═══ Exercise data

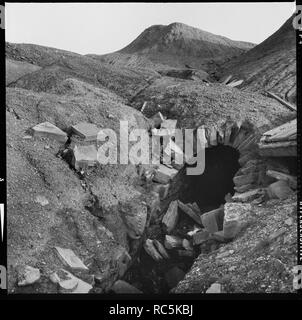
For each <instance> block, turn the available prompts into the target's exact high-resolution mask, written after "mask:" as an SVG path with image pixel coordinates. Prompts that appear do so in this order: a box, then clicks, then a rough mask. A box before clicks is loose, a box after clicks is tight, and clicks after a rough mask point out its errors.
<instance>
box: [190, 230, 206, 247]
mask: <svg viewBox="0 0 302 320" xmlns="http://www.w3.org/2000/svg"><path fill="white" fill-rule="evenodd" d="M209 238H210V232H209V231H208V230H205V229H203V230H201V231H198V232H196V233H195V234H194V235H193V245H194V246H195V245H200V244H202V243H203V242H205V241H207V240H208V239H209Z"/></svg>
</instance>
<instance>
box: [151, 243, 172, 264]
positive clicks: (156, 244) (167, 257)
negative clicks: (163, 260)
mask: <svg viewBox="0 0 302 320" xmlns="http://www.w3.org/2000/svg"><path fill="white" fill-rule="evenodd" d="M153 244H154V247H155V248H156V249H157V250H158V252H159V253H160V254H161V255H162V256H163V257H164V258H165V259H170V256H169V254H168V252H167V251H166V249H165V247H164V246H163V245H162V244H161V242H159V241H158V240H156V239H155V240H153Z"/></svg>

══════

## [What you are asked to do]
Copy out the lines of the listing verbatim, starting at the line containing "</instance>" and ending at the line containing "negative clicks: (163, 260)", with both of those lines included.

## [Reply]
</instance>
<instance>
box: [151, 243, 172, 264]
positive clicks: (156, 244) (167, 257)
negative clicks: (163, 260)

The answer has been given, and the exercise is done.